Selected text.
As East African farmers and communities scramble to cope with swarms of desert locusts this spring, they are also raising concerns about the impacts of the widespread use of pesticides to control them.
Locust swarms are moving through several countries in the region, including Kenya, Somalia, Tanzania and Uganda. The threat to food security in the region is very real — in one day, a single swarm can destroy crops that would feed 35,000 people.
Government officials are moving quickly to control the locusts with large scale spray operations, using both backpack sprayer and helicopter applications. The chemicals being sprayed are organophosphate (OP) pesticides, including the neurotoxic insecticide chlorpyrifos.
Community health advocates in the region are raising concerns about how the spray campaigns are being implemented. They cite lack of adequate training and protective equipment for applicators, and lack of information for farmers about the potential impact on their health, livestock and food crops of the chemicals that are being sprayed.
Ellady Muyambi, Secretary General of the Uganda Network on Toxic Free Malaria Control, says his organization is monitoring the situation closely:
This aggressive spraying of desert locusts will have both short and long term effects. In emergency situations like this, the focus is often on short term results that can be achieved as rapidly as possible. The human and ecological costs are never factored in."
Muyambi’s group is also raising concerns about the health impacts when people consume sprayed locusts. Desert locusts are commonly eaten in many parts of the world, and Muyambi says Ugandan families are gathering and eating the insects immediately after they’ve been sprayed.
He points to research measuring pesticide residues in locusts after “ultra-low volume” aerial application of the OP insecticide fenitrothion, which is one of the chemicals currently being used in Uganda. The levels found in the 2012 study — which was investigating impacts on birds of eating sprayed insects — were 74 to 1600 times the European Union’s “Maximum Residue Levels” for human food safety.
“Given this, I think we have good reason to recommend that people do not eat the dead locusts,” says Muyambi.
Climate change to blame?
The outbreak is the worst in decades, and experts point to a changing climate as a potential driver.
Cyclones spur swarms by spreading the locusts and creating the right breeding conditions. Over the past decade there’s been a dramatic increase in the frequency of cyclones in the Indian Ocean each year, according to Keith Cressman, senior locust forecasting officer at the UN Food and Agriculture Organisation (FAO).
“Normally there’s none, or maybe one,” Cressman told a Guardian reporter in an interview last month. “So this is very unusual."

Record extracts.
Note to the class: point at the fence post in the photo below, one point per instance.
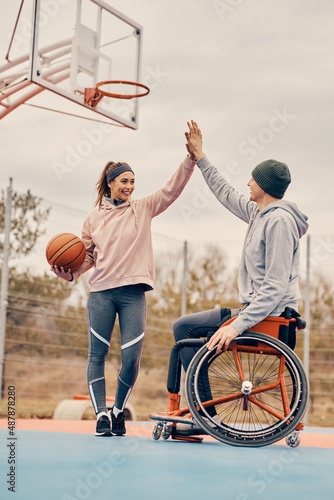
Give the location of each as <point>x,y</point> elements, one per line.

* * *

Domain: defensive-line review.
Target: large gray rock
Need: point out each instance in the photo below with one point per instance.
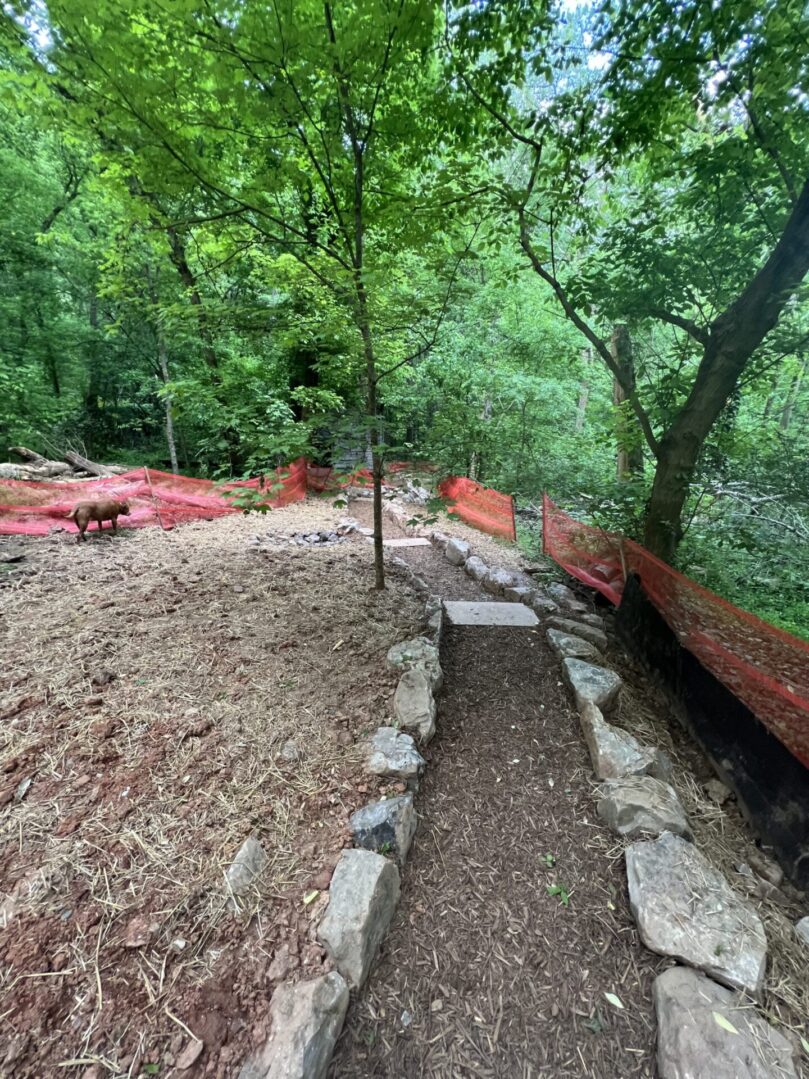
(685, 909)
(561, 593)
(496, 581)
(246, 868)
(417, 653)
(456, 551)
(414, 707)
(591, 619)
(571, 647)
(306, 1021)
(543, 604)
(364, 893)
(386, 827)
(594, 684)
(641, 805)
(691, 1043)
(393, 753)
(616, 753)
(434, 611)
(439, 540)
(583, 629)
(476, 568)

What you need to do. Copy the part of the locust text from "Government officials are" up to and including "neurotoxic insecticide chlorpyrifos.".

Solution to this task.
Government officials are moving quickly to control the locusts with large scale spray operations, using both backpack sprayer and helicopter applications. The chemicals being sprayed are organophosphate (OP) pesticides, including the neurotoxic insecticide chlorpyrifos.